▶ _What the task requires_:
A word-for-word transcription of the data below is required.

▶ _Dataset excerpts_:
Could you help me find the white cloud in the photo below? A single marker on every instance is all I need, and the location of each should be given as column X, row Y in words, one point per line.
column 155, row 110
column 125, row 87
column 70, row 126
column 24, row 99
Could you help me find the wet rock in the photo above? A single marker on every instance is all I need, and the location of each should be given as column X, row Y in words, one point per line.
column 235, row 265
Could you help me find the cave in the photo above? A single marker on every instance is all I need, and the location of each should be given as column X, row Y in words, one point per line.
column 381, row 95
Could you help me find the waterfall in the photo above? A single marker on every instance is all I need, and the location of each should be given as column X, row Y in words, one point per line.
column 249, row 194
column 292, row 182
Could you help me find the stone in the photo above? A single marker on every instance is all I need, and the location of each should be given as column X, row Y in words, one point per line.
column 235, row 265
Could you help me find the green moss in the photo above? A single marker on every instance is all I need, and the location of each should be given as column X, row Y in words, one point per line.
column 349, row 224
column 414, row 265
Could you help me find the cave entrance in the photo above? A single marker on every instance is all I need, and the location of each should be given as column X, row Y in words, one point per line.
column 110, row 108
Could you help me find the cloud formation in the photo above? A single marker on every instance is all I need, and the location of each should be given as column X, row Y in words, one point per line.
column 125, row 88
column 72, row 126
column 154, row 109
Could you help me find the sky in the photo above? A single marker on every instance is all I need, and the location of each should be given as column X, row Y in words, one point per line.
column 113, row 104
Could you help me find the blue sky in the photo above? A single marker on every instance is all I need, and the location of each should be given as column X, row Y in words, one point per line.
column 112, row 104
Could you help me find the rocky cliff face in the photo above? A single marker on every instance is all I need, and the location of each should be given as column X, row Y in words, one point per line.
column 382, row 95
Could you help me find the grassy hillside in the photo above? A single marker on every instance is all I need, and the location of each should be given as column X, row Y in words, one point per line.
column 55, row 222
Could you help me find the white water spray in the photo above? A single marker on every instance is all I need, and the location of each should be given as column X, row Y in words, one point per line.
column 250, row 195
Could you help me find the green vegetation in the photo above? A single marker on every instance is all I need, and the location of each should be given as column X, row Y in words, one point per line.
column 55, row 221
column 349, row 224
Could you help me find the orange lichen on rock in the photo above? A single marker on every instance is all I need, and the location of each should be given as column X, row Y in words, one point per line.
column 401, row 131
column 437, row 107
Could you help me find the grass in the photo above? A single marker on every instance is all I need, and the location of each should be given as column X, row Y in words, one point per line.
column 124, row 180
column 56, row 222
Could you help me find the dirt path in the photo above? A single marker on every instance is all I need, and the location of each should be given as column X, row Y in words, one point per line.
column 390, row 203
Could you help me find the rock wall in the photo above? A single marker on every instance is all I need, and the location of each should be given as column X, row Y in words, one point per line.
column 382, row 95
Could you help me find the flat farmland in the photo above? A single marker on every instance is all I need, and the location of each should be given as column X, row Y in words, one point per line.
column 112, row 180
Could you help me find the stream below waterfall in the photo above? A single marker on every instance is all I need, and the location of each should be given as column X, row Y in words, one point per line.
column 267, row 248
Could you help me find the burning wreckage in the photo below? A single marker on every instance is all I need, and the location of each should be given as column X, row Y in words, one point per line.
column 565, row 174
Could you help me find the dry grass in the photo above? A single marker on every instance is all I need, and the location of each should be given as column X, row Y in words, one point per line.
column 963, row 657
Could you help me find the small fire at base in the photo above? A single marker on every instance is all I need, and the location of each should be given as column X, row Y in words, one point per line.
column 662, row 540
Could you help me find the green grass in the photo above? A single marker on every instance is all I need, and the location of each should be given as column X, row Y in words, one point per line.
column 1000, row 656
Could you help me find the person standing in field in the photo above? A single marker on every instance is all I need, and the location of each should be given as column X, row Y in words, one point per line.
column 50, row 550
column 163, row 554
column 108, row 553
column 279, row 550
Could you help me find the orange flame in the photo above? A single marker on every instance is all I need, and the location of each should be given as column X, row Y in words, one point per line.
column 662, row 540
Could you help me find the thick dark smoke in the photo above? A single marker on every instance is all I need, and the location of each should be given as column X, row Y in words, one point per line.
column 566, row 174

▶ _Task response_:
Could you help me find the white cloud in the photo below? A single marker on every instance is all I need, and the location of each should be given as column X, row Y in words, one point per line.
column 155, row 110
column 125, row 87
column 70, row 126
column 24, row 99
Could you help me find the wet rock in the photo above? A single marker on every instance is all I need, and the location of each should be given as column X, row Y in words, one point per line.
column 235, row 265
Could you help me find the cave in the photo above? A single marker on every instance is all I need, and the location of each should be given as column X, row Y in words, one point per line.
column 381, row 95
Could you help me find the waterfall in the photo above? A single marker on every instance is all I need, and the location of each should be given as column X, row Y in words, one point per line.
column 249, row 194
column 292, row 182
Could you help me find the stone in the photo above? A single marker on every instance is all I need, and the location of each should be given as column X, row Y in words, one point per line.
column 235, row 265
Could you help me find the green moss in the photo above? A single marker on every instance is all I need, and the location of each should be given as column X, row Y in words, one point per line.
column 349, row 224
column 414, row 265
Could you help me find the cave entrance in the photo above? A single marker on every instance is all I need, and the location of each should be given as column X, row Y in words, one point per line.
column 110, row 108
Could you help me find the cloud formation in the photo above? A single marker on every instance is all I need, and the location of each should be given as column X, row Y in words, one point per line.
column 125, row 88
column 72, row 126
column 154, row 109
Could you help me find the sky in the photo above? A single marker on every instance is all I need, and the location of each should be given as column X, row Y in words, one point per line.
column 113, row 104
Could you help me find the blue sky in the photo above? A single marker on every instance is all I need, and the location of each should be given as column X, row Y in words, one point per line.
column 112, row 104
Could you help me find the rocky cliff face in the photo above? A single marker on every instance is all I need, and the location of each should be given as column X, row Y in words, one point per line.
column 382, row 95
Could you help me find the grassy hillside in the photo above? A single marker on every instance is all I need, and the location of each should be given as column X, row Y in words, one point per line.
column 55, row 222
Could you help me find the white water spray in the photo above? A single marker on every instance is all I need, and the location of each should be given as column X, row Y in words, one point per line.
column 250, row 195
Could you help me find the green vegetation in the photo above? A single marker on every instance is all I need, and the location of each should be given as column X, row Y in words, one point per line.
column 55, row 221
column 349, row 224
Could you help me find the orange lichen on rock in the photo above? A single marker on every instance is all I need, and the location of each should be given as column X, row Y in words, one point per line.
column 401, row 131
column 437, row 107
Could you help me find the grass in the photo above? A single marker on every instance is all I need, and the location of each should be given as column X, row Y in words, one point per line.
column 124, row 180
column 56, row 222
Could you help me find the dirt path in the photo above? A single marker on every instance is all I need, and the location of each should be given as column X, row Y in words, one point per line.
column 390, row 203
Could you help me find the rock wall in the photo above? A single marker on every instance is all I need, and the location of each should be given as column X, row Y in words, one point per line.
column 382, row 95
Could you help me find the flat farmland in the photo above? A single marker on every instance is all I need, and the location of each should be given as column X, row Y in words, one point per line.
column 112, row 180
Could you help me find the stream below waterfall in the photo above? A single marker on every instance is all I need, and the location of each should be given as column X, row Y in words, one point per line.
column 267, row 248
Could you help me find the burning wreckage in the photo below? A single marker on every instance is all I need, and the location of each should be given as column X, row Y in words, one point per line.
column 565, row 174
Could you help me find the dry grass in the photo above? A single marker on every instance is all I need, and the location of each should be given as column X, row Y in words, one point per line.
column 963, row 657
Could you help me find the small fire at base in the photo above? A single marker on every instance is all I need, and the location of each should be given as column X, row Y in words, one point per line.
column 662, row 540
Could you help me find the green grass in the photo above? A single marker on every instance is all I need, and the location of each should be given as column X, row Y in words, one point per line.
column 1000, row 656
Could you help me find the person standing in field in the photo above? A single marker on every instance is all I need, and the location of each should be given as column X, row Y in words, one point per line.
column 50, row 550
column 163, row 554
column 108, row 553
column 279, row 550
Could you help me find the orange flame in the photo above? A single marker on every instance is all I need, and the location of each should be given as column X, row Y in words, one point per line.
column 662, row 540
Could you help me find the thick dark smoke in the photo above? A single marker on every instance is all I need, and the location of each should be given as column X, row Y in words, one point per line.
column 566, row 174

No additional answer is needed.